* **Trecho do documento**
□ □ □ □ □ □ □

A predominância acima referida pode ser de cunho social, financeira, sexual, dentre outras, considerando-as submissas a seus desejos, ficando cristalizado que, um dos motivos geradores do grande número de violência contra as mulheres está diretamente ligada ao fato do homem ser “considerado” a espécie dominadora e a mulher a parte dominada, onde as mesmas devem ser subordinadas a seus maridos, parceiros ou companheiros, realizando todos os seus desejos, pois caso contrário sofrerão as consequências (Lagarde, 2006).

Assim sendo, Belloque (2015) relata que:

A violência contra a mulher no âmbito doméstico e familiar (aquela que ocorre de forma reiterada e multifacetada, verdadeira violência estrutural) é um fenômeno social de horror, de dominação e que cala as mulheres. Sendo inegável que ainda convivemos com essa realidade social – não só no Brasil, como em todas as partes do globo, fruto de séculos de uma cultura patriarcal que passou a ser compreendida e enfrentada há poucas décadas (BELLOQUE, 2015, p. 03).

Desta forma, Chakian (2017) explana que o feminicídio poderá vir a se dar tanto pelo seu companheiro como também seus ex-companheiro, membros familiares, colegas de profissão, pessoas pelas quais a vítima não conhece, de forma individual com coletiva. A tipificação do feminicídio no ordenamento jurídico brasileiro representa não apenas um avanço legislativo, mas também o reconhecimento institucional de que o assassinato de mulheres está enraizado em relações desiguais de poder, sustentadas historicamente por uma cultura patriarcal que normalizou a violência de gênero (BERTOLIN; ANGOTTI; VIEIRA, 2020).

Diante de todo o exposto, nota-se que há um consenso entre os autores acerca do crime de feminicídio, onde todos deixam claro se tratar de um ato praticado em desfavor da mulher, exercido principalmente por seus companheiros e por entes familiares, em decorrência das discriminações que os mesmos possuem em face ao sexo feminino.

□ □ □ □ □ □ □

* **Listagem**
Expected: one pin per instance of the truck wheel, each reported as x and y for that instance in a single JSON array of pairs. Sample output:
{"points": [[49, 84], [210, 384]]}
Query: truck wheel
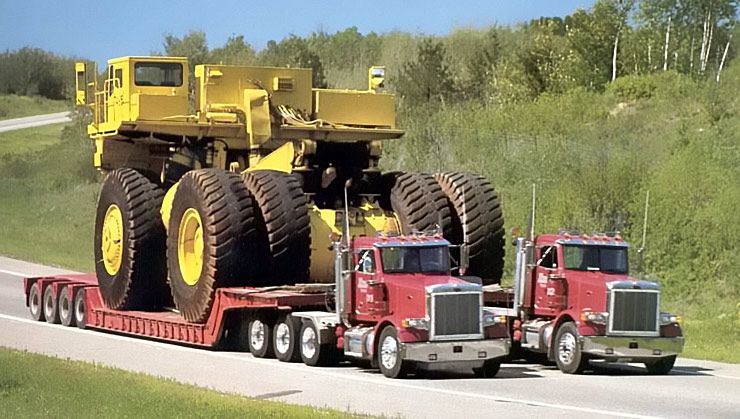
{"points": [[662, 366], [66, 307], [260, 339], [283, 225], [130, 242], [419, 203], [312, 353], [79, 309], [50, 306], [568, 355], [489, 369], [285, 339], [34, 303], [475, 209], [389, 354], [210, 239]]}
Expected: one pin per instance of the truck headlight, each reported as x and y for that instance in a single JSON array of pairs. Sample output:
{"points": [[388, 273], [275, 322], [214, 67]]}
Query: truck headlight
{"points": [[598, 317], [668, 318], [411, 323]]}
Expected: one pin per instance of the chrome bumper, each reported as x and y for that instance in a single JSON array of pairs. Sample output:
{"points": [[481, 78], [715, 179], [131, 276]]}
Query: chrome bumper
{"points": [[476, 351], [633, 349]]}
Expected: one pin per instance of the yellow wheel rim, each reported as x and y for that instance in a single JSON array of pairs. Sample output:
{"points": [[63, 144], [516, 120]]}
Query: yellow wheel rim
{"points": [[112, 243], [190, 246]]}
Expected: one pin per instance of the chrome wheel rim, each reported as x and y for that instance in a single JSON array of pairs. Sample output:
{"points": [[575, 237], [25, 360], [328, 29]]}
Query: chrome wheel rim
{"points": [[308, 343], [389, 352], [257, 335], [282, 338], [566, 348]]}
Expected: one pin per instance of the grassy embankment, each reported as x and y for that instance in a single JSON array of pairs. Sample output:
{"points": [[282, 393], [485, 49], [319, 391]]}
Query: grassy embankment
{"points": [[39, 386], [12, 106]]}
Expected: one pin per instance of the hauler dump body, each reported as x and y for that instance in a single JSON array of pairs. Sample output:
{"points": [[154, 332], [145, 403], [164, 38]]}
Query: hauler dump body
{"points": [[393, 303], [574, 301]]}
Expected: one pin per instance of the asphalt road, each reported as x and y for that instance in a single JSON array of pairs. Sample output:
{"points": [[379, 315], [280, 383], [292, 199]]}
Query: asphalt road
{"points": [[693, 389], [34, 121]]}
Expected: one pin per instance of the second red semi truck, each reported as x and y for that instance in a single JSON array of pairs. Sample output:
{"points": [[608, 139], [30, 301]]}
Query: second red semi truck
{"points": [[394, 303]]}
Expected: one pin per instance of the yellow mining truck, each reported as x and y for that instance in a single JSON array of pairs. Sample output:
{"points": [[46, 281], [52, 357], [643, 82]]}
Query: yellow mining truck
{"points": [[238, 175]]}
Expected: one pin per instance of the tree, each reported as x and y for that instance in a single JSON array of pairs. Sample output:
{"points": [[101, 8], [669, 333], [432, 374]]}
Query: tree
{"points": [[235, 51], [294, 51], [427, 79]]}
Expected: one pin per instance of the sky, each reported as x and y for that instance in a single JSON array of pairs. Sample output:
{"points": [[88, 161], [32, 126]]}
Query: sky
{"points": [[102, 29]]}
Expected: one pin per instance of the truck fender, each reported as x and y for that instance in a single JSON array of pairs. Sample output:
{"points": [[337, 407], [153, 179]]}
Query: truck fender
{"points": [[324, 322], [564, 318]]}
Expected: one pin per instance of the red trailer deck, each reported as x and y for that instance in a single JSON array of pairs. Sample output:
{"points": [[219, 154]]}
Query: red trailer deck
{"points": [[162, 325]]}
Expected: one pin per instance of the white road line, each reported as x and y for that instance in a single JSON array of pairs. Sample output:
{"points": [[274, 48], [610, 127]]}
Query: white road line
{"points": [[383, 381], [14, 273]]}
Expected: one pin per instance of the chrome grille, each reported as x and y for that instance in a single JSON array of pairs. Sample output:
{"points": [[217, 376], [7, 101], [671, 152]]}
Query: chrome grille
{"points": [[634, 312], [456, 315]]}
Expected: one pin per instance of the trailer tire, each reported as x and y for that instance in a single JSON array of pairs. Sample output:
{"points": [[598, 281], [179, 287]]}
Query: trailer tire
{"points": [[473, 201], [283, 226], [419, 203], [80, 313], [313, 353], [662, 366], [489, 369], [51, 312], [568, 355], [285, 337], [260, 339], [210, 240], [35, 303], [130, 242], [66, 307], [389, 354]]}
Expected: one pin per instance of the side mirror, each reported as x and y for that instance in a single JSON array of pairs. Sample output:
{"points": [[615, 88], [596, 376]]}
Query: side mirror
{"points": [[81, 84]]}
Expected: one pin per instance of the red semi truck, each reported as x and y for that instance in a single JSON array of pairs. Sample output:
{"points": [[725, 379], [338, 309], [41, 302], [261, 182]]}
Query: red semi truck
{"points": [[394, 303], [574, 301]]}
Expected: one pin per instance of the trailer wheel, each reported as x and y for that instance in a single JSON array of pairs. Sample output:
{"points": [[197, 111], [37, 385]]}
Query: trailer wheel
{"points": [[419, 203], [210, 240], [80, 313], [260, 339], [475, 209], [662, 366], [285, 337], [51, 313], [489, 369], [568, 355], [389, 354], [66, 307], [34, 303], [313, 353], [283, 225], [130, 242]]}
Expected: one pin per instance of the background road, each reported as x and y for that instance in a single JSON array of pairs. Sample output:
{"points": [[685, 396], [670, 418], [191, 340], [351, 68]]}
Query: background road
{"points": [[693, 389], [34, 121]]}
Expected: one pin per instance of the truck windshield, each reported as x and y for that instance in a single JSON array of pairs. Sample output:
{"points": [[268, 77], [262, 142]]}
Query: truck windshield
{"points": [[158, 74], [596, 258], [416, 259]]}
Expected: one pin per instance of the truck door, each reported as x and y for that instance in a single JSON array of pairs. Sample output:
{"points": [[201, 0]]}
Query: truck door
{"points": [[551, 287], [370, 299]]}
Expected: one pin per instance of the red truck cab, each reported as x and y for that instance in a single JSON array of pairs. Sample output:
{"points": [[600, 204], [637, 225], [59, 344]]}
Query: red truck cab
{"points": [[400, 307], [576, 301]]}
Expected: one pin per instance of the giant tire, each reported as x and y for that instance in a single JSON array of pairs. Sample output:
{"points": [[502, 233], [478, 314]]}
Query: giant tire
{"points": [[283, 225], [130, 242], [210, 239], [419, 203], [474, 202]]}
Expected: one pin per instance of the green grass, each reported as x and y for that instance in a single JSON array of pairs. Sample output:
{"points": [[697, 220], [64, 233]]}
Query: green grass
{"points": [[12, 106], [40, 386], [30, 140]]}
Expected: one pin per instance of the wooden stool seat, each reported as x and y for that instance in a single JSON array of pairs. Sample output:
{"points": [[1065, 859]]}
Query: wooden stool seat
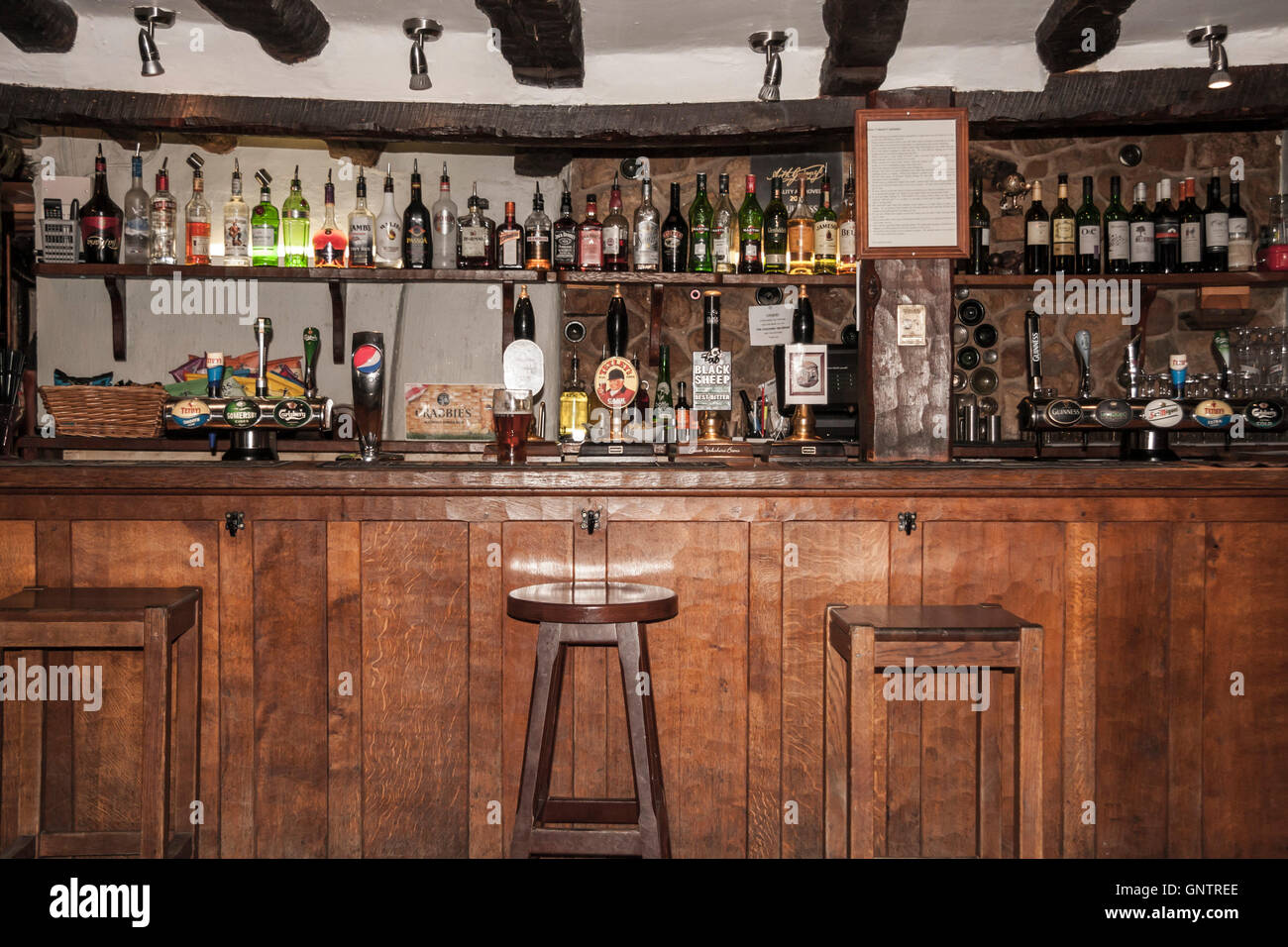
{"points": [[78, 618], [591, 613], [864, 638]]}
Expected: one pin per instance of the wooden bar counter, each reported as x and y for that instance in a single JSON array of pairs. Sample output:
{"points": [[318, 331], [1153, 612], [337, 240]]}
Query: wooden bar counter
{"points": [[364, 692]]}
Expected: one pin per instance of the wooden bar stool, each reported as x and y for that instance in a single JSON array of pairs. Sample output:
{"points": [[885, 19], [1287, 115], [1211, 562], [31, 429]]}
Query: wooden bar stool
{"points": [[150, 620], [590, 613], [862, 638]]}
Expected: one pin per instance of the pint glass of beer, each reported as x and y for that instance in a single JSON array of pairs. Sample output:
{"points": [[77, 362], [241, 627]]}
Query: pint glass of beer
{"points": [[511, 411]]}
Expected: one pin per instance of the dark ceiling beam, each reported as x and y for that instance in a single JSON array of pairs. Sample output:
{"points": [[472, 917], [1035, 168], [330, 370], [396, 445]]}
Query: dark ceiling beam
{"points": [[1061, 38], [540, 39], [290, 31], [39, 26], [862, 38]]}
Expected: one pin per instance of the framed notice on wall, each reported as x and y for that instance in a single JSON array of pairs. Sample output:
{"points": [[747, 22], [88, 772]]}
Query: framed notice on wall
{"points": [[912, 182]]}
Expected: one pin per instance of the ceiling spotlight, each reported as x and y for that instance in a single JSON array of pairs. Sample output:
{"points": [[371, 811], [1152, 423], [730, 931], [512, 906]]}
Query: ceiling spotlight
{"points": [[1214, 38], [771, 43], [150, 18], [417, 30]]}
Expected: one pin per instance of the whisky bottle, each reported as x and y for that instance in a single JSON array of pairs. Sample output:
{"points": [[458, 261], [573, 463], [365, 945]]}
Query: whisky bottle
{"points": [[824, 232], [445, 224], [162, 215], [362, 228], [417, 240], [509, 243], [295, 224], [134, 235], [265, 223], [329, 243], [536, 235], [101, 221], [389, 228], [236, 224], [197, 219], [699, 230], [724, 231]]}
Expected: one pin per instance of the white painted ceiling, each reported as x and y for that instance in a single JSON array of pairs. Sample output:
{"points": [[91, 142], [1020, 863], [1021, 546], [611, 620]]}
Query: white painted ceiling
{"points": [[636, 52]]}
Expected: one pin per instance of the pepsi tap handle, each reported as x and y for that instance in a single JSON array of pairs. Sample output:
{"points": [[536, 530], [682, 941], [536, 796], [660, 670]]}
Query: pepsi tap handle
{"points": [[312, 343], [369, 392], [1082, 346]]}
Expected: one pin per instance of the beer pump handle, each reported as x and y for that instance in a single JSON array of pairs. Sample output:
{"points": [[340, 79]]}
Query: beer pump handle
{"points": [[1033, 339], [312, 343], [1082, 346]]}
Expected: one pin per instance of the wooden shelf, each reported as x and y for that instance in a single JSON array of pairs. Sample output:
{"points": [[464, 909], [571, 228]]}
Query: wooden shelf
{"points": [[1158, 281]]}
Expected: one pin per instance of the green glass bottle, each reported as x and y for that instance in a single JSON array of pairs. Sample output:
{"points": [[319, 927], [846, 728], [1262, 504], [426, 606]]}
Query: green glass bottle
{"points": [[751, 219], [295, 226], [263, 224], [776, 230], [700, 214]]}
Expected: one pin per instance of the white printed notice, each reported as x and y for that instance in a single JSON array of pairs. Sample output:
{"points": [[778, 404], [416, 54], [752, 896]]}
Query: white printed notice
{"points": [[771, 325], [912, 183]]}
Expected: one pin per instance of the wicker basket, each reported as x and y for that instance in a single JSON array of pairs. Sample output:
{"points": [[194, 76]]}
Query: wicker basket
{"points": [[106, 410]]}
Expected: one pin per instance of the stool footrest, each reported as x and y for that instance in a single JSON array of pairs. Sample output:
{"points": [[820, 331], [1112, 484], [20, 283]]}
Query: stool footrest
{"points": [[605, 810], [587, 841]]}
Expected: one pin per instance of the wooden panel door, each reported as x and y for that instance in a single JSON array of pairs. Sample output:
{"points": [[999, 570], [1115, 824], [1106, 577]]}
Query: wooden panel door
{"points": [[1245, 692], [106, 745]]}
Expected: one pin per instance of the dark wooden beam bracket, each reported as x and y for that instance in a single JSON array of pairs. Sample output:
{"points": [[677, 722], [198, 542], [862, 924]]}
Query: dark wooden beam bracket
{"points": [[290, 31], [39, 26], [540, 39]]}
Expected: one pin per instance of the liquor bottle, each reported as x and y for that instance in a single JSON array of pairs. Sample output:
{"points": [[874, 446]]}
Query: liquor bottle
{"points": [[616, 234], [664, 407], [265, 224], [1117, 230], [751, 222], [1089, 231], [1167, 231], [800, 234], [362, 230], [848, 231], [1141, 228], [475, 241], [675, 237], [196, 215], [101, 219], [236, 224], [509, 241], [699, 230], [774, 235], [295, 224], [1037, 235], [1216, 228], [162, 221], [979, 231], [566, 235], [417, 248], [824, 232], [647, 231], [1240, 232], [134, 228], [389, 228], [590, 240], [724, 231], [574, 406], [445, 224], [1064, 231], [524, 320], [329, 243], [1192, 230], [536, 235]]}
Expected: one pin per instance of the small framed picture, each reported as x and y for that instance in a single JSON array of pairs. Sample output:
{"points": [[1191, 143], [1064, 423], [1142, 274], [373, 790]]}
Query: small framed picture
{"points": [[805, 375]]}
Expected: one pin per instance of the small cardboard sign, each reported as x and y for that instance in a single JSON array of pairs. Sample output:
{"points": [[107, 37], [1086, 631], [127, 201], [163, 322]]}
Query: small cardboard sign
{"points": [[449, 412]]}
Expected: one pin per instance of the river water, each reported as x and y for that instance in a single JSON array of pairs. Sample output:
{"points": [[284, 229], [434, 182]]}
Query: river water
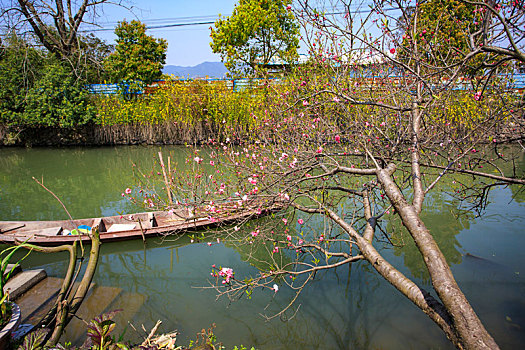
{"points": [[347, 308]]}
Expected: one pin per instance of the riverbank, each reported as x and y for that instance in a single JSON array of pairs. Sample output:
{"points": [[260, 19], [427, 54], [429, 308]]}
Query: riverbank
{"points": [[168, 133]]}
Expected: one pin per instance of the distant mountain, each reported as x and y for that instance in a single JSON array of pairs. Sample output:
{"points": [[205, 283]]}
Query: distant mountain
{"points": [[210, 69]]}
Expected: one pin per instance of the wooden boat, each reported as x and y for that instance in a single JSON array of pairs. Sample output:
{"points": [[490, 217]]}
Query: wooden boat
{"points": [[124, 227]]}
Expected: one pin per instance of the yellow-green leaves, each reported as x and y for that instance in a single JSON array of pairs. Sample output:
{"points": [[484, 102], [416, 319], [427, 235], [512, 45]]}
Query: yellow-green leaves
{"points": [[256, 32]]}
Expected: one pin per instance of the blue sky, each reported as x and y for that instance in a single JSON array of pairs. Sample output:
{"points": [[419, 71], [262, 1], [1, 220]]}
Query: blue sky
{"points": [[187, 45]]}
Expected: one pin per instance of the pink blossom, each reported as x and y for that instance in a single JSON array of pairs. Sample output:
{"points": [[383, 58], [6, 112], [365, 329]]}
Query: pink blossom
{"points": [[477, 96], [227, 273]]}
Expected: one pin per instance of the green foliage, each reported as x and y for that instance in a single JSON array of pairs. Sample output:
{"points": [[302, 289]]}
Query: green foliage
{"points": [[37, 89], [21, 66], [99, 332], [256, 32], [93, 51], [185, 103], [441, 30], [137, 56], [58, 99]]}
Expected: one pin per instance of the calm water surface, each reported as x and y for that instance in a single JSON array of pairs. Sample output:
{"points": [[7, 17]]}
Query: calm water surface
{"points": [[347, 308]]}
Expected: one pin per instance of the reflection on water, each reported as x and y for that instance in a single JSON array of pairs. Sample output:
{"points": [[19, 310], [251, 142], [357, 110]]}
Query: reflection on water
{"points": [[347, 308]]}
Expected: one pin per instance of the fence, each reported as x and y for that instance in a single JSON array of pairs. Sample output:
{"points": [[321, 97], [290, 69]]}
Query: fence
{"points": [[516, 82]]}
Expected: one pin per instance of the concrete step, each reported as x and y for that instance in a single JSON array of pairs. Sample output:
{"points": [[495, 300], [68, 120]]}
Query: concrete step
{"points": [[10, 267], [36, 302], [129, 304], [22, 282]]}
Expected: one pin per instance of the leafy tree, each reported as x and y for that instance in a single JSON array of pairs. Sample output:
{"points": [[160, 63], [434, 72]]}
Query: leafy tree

□ □ □ □ □ □ □

* **Exercícios**
1. Reproduza a parte do trecho sobre violência contra a mulher que começa nas palavras "A violência contra" e termina depois de "2015, p. 03).".
2. Responda com base no trecho sobre violência contra a mulher:
(a) Segundo Belloque (2015), a violência contra a mulher é fruto de séculos de quê?
(b) Que autora é citada, com o ano, no parágrafo que diz que o homem é "considerado" a espécie dominadora?
(c) De acordo com o último parágrafo, por quem o feminicídio é exercido principalmente?
3. Retome o trecho sobre violência contra a mulher a partir do ponto em que ele termina, por favor.

* **Resultados do exercício**
1.
A violência contra a mulher no âmbito doméstico e familiar (aquela que ocorre de forma reiterada e multifacetada, verdadeira violência estrutural) é um fenômeno social de horror, de dominação e que cala as mulheres. Sendo inegável que ainda convivemos com essa realidade social – não só no Brasil, como em todas as partes do globo, fruto de séculos de uma cultura patriarcal que passou a ser compreendida e enfrentada há poucas décadas (BELLOQUE, 2015, p. 03).

2.
(a) De uma cultura patriarcal.
(b) Lagarde (2006).
(c) Por seus companheiros e por entes familiares.

3.
4.1. Lei n.º 13.104/2015

Assegurar os princípios fundamentais pelos quais proporcionam uma proteção para as mulheres, consiste em uma atividade árdua e trabalhosa. Pois, o que antes estava limitado a agressões físicas, verbais e psicológicas, voltou-se para a prática de homicídios em desfavor das mulheres, sendo, na maioria das vezes, praticados pelos seus companheiros, sejam eles maridos, entes familiares, namorados, dentre outros, ocorrendo, principalmente, no interior dos seus lares e na presença de seus filhos.

Dessa forma, tornou-se de suma importância a instituição de um meio normativo que viesse com o intuito de coibir tais atos e, principalmente, punir aqueles que, porventura venha a pratica-los. Assim, no ano de 2015 foi instituída e promulgada a Lei de número 13.104/2015 que tipifica o feminicídio como um ato de caráter criminoso, tendo como finalidade central combater a discriminação existente no que tange a identidade de gênero, punindo com aplicação de sanções aos transgressores que insistem por tais práticas.

Nesse sentido, Filho (2017) vem a explana que:

A lei 13.104/2015 que acrescentou ao Código Penal mais uma forma de homicídio qualificado e também hediondo, com penas que variam de 12 a 30 anos de reclusão, é oriunda da CPI Mista da Violência contra a Mulher que ressaltou, ao justificar a proposta, o assassinato de 43,7 mil mulheres no País entre 2000 e 2010, sendo 41% delas mortas em suas próprias casas por companheiros ou ex-companheiros. O aumento de 2,3 para 4,6 assassinatos por 100 mil mulheres entre 1980 e 2010 colocou o Brasil na sétima posição mundial de assassinatos de mulheres. O marido, parceiro, companheiro ou namorado é o responsável por mais de 80% dos casos reportados (FILHO, 2017, p. 283).

Conforme Greco (2015) enfatiza, a incorporação do feminicídio como uma categoria específica de homicídio no Código Penal foi um passo significativo na luta contra a violência de gênero. A alteração do artigo 121 passou a caracterizar o feminicídio como o assassinato de uma mulher em função de sua condição feminina, especialmente em situações relacionadas à violência doméstica e familiar ou motivadas por desprezo ou discriminação pela condição feminina. As sanções para esse tipo penal são mais rigorosas e podem ser aumentadas sob certas circunstâncias, como quando o crime ocorre durante a gestação ou nos meses após o parto (BRASIL, 1940).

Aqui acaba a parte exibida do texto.